» THE EXERCISE
State how many lines in the entries below contain the word "countertop", with case counting. Give only the number.

» Bounding-box records
^^^^^^^^
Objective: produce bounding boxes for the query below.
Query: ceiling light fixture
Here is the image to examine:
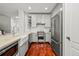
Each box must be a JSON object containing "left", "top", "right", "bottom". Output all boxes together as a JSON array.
[
  {"left": 28, "top": 6, "right": 32, "bottom": 10},
  {"left": 45, "top": 7, "right": 48, "bottom": 10}
]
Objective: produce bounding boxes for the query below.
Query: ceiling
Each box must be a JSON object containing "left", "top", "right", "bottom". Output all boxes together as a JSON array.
[{"left": 0, "top": 3, "right": 56, "bottom": 16}]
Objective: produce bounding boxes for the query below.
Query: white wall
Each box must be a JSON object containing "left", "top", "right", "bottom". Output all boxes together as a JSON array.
[
  {"left": 51, "top": 4, "right": 62, "bottom": 35},
  {"left": 0, "top": 15, "right": 11, "bottom": 33},
  {"left": 28, "top": 14, "right": 51, "bottom": 32}
]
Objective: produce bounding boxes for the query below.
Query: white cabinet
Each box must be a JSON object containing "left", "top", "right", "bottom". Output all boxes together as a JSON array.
[{"left": 18, "top": 36, "right": 28, "bottom": 56}]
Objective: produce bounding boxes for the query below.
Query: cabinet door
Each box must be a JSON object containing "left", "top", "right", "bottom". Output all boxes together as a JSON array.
[
  {"left": 31, "top": 15, "right": 36, "bottom": 27},
  {"left": 45, "top": 15, "right": 51, "bottom": 27}
]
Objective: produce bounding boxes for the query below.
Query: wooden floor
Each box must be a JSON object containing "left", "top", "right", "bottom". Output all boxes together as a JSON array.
[{"left": 26, "top": 43, "right": 55, "bottom": 56}]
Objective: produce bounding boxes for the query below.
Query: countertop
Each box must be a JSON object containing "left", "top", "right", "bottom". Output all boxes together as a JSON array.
[{"left": 0, "top": 32, "right": 30, "bottom": 50}]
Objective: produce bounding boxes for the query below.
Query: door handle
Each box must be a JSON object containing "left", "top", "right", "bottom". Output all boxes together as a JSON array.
[{"left": 66, "top": 37, "right": 70, "bottom": 41}]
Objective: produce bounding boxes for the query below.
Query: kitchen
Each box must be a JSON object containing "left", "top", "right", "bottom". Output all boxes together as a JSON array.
[{"left": 0, "top": 3, "right": 79, "bottom": 56}]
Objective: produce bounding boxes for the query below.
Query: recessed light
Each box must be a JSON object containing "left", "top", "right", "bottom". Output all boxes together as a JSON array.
[
  {"left": 45, "top": 7, "right": 48, "bottom": 10},
  {"left": 28, "top": 6, "right": 32, "bottom": 10}
]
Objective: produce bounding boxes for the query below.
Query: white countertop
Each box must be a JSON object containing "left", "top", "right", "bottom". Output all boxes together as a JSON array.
[{"left": 0, "top": 32, "right": 30, "bottom": 50}]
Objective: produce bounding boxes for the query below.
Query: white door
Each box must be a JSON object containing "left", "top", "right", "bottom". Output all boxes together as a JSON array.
[{"left": 64, "top": 3, "right": 79, "bottom": 56}]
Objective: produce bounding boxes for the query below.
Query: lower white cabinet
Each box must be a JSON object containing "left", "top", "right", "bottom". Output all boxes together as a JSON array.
[{"left": 18, "top": 37, "right": 28, "bottom": 56}]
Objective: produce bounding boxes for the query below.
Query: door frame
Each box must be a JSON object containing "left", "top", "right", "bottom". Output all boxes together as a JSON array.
[{"left": 51, "top": 8, "right": 63, "bottom": 56}]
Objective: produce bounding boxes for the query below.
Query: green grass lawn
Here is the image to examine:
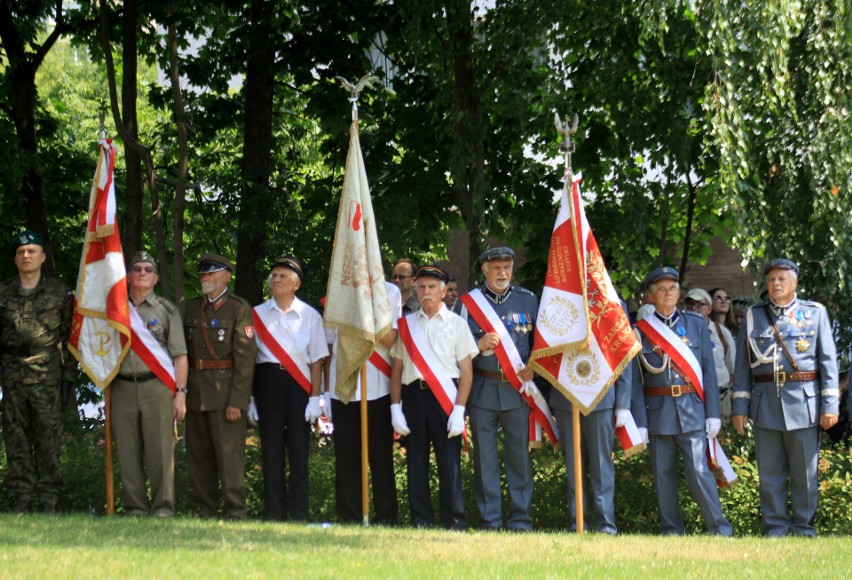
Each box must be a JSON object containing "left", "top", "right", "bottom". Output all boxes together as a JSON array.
[{"left": 0, "top": 514, "right": 852, "bottom": 580}]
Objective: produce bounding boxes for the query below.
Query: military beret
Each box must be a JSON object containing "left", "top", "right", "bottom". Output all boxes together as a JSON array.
[
  {"left": 763, "top": 258, "right": 799, "bottom": 276},
  {"left": 198, "top": 254, "right": 234, "bottom": 274},
  {"left": 479, "top": 246, "right": 515, "bottom": 265},
  {"left": 414, "top": 265, "right": 448, "bottom": 284},
  {"left": 12, "top": 230, "right": 44, "bottom": 252},
  {"left": 643, "top": 266, "right": 680, "bottom": 288},
  {"left": 686, "top": 288, "right": 713, "bottom": 305},
  {"left": 129, "top": 250, "right": 157, "bottom": 274},
  {"left": 272, "top": 254, "right": 308, "bottom": 281}
]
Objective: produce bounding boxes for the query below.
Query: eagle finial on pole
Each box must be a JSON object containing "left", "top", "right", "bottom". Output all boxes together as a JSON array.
[
  {"left": 334, "top": 72, "right": 378, "bottom": 120},
  {"left": 554, "top": 113, "right": 580, "bottom": 171}
]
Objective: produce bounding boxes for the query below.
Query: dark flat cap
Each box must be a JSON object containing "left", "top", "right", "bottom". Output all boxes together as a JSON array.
[
  {"left": 129, "top": 250, "right": 157, "bottom": 273},
  {"left": 272, "top": 254, "right": 308, "bottom": 282},
  {"left": 414, "top": 264, "right": 449, "bottom": 284},
  {"left": 763, "top": 258, "right": 799, "bottom": 276},
  {"left": 479, "top": 246, "right": 515, "bottom": 265},
  {"left": 642, "top": 266, "right": 680, "bottom": 288},
  {"left": 198, "top": 254, "right": 234, "bottom": 274},
  {"left": 12, "top": 230, "right": 44, "bottom": 252}
]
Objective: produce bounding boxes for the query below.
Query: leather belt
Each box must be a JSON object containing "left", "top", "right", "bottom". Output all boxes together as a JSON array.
[
  {"left": 192, "top": 358, "right": 234, "bottom": 371},
  {"left": 754, "top": 371, "right": 819, "bottom": 384},
  {"left": 116, "top": 373, "right": 157, "bottom": 383},
  {"left": 3, "top": 346, "right": 58, "bottom": 358},
  {"left": 645, "top": 385, "right": 697, "bottom": 398},
  {"left": 405, "top": 379, "right": 429, "bottom": 391},
  {"left": 473, "top": 367, "right": 509, "bottom": 383}
]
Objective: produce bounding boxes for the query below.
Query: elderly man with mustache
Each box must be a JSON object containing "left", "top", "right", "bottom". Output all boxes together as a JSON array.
[{"left": 391, "top": 266, "right": 479, "bottom": 530}]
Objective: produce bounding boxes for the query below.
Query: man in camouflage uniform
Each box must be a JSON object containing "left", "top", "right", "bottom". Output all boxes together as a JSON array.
[
  {"left": 183, "top": 254, "right": 257, "bottom": 520},
  {"left": 0, "top": 230, "right": 77, "bottom": 513}
]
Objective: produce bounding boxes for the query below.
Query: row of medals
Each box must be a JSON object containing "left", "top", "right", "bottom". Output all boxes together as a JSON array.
[
  {"left": 506, "top": 313, "right": 532, "bottom": 334},
  {"left": 787, "top": 309, "right": 814, "bottom": 352},
  {"left": 207, "top": 318, "right": 225, "bottom": 342}
]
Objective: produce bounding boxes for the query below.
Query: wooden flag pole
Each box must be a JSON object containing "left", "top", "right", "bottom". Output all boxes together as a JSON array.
[
  {"left": 571, "top": 404, "right": 584, "bottom": 534},
  {"left": 361, "top": 362, "right": 370, "bottom": 528},
  {"left": 104, "top": 387, "right": 115, "bottom": 516}
]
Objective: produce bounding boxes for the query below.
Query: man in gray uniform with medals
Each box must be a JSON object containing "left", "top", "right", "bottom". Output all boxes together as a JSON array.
[
  {"left": 732, "top": 259, "right": 839, "bottom": 536},
  {"left": 631, "top": 267, "right": 733, "bottom": 536},
  {"left": 453, "top": 247, "right": 538, "bottom": 531}
]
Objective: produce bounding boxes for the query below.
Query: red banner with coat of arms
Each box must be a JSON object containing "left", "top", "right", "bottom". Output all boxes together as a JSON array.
[{"left": 530, "top": 178, "right": 640, "bottom": 415}]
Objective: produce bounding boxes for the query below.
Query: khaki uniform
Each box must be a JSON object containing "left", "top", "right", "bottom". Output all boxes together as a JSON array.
[
  {"left": 0, "top": 276, "right": 77, "bottom": 504},
  {"left": 184, "top": 290, "right": 257, "bottom": 519},
  {"left": 110, "top": 293, "right": 186, "bottom": 517}
]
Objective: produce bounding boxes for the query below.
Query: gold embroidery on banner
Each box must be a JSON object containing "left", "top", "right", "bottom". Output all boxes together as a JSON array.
[
  {"left": 563, "top": 349, "right": 601, "bottom": 387},
  {"left": 538, "top": 296, "right": 580, "bottom": 336},
  {"left": 95, "top": 330, "right": 112, "bottom": 356}
]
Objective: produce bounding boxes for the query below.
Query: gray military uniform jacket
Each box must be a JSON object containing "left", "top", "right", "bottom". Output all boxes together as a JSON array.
[
  {"left": 631, "top": 312, "right": 720, "bottom": 435},
  {"left": 453, "top": 284, "right": 538, "bottom": 411},
  {"left": 732, "top": 299, "right": 840, "bottom": 431}
]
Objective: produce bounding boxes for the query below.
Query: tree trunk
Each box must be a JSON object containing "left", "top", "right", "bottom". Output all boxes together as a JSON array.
^^^^^^^^
» IN RESPONSE
2